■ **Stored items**
□ □ □

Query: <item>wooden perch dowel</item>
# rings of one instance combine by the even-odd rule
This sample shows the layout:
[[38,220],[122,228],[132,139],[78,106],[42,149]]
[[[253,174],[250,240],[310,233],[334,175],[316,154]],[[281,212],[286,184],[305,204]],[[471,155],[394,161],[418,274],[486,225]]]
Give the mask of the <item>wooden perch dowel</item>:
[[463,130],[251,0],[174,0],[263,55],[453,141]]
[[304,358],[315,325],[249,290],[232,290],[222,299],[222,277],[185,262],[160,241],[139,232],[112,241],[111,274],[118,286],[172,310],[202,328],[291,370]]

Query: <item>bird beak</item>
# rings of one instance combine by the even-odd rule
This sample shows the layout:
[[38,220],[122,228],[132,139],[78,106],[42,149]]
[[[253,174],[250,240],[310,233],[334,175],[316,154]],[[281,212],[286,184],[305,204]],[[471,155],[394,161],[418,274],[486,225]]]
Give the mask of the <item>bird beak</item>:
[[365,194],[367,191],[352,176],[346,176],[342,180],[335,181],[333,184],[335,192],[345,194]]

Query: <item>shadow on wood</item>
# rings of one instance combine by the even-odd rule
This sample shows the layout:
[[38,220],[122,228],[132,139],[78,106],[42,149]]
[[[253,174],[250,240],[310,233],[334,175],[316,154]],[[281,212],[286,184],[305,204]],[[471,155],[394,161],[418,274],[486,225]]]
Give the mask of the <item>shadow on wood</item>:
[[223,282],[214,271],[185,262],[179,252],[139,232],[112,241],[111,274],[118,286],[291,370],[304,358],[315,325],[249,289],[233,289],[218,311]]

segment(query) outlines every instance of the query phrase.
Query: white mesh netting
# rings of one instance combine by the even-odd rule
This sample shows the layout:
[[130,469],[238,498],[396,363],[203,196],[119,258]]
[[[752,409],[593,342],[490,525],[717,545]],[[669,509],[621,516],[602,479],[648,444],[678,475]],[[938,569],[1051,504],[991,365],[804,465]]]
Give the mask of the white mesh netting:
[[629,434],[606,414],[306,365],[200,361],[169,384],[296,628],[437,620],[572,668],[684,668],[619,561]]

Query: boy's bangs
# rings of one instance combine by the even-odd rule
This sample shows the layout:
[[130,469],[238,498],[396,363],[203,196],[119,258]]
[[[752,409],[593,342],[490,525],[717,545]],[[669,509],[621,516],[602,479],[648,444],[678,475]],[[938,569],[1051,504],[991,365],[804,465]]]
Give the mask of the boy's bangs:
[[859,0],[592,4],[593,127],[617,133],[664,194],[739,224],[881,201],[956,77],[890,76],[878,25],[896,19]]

□ □ □

■ **Problem details**
Render every line of the records above as a Markdown table, leaving out blank lines. Put each row's number in a column headed "Row" and the line itself in a column headed "Line".

■ **Finished task**
| Row | Line |
|---|---|
| 1 | Query: <item>wooden perch dowel</item> |
| 2 | # rings of one instance combine by the even-odd rule |
| 3 | This sample shows the layout: |
| 4 | [[38,220],[122,228],[132,139],[78,106],[42,149]] |
| 5 | [[[253,174],[250,240],[310,233],[334,175],[316,154]],[[281,212],[286,184],[305,204]],[[471,155],[394,161],[418,274],[486,225]]] |
| 6 | Give the mask of the <item>wooden perch dowel</item>: |
| 7 | [[463,130],[251,0],[174,0],[263,55],[453,141]] |
| 8 | [[304,358],[315,325],[249,290],[232,290],[222,299],[222,277],[185,262],[160,241],[139,232],[112,241],[111,274],[118,286],[172,310],[202,328],[291,370]] |
| 9 | Query: <item>bird beak</item> |
| 10 | # rings of one instance combine by the even-odd rule |
| 11 | This sample shows the layout: |
| 12 | [[38,220],[122,228],[132,139],[78,106],[42,149]] |
| 13 | [[[253,174],[250,240],[310,233],[334,175],[316,154]],[[281,212],[286,184],[305,204]],[[471,155],[394,161],[418,274],[486,225]]] |
| 14 | Give the mask of the <item>bird beak</item>: |
| 15 | [[365,194],[367,191],[352,176],[346,176],[342,180],[335,181],[333,184],[335,192],[345,194]] |
| 16 | Query: <item>shadow on wood</item> |
| 17 | # rings of one instance combine by the even-odd rule |
| 18 | This sample shows the layout: |
| 19 | [[38,220],[122,228],[132,139],[78,106],[42,149]] |
| 20 | [[[253,174],[250,240],[310,233],[334,175],[316,154]],[[281,212],[286,184],[305,204]],[[471,155],[394,161],[418,274],[486,225]]] |
| 21 | Give the mask of the <item>shadow on wood</item>: |
| 22 | [[223,282],[214,271],[185,262],[179,252],[139,232],[112,241],[111,274],[118,286],[291,370],[304,358],[315,325],[249,289],[233,289],[218,311]] |
| 23 | segment(query) outlines every instance of the query phrase. |
| 24 | Query: white mesh netting |
| 25 | # rings of one instance combine by the even-odd rule |
| 26 | This sample shows the layout: |
| 27 | [[130,469],[238,498],[396,363],[203,196],[119,258]] |
| 28 | [[[752,409],[593,342],[490,525],[717,545]],[[669,509],[621,516],[602,479],[648,444],[678,475]],[[938,569],[1051,504],[991,365],[804,465]]] |
| 29 | Give the mask of the white mesh netting: |
| 30 | [[629,434],[606,414],[306,365],[200,361],[169,384],[296,628],[437,620],[572,668],[684,668],[619,561]] |
| 31 | Query: boy's bangs |
| 32 | # rings of one instance combine by the even-odd rule |
| 33 | This sample shows the layout: |
| 34 | [[130,469],[238,498],[396,363],[203,196],[119,258]] |
| 35 | [[[752,409],[593,342],[490,525],[717,545]],[[669,509],[621,516],[602,479],[648,444],[678,475]],[[938,569],[1051,504],[991,365],[804,465]]] |
| 36 | Give the mask of the boy's bangs: |
| 37 | [[859,0],[592,4],[593,127],[617,133],[664,194],[739,224],[881,201],[956,77],[890,76],[878,25],[896,19]] |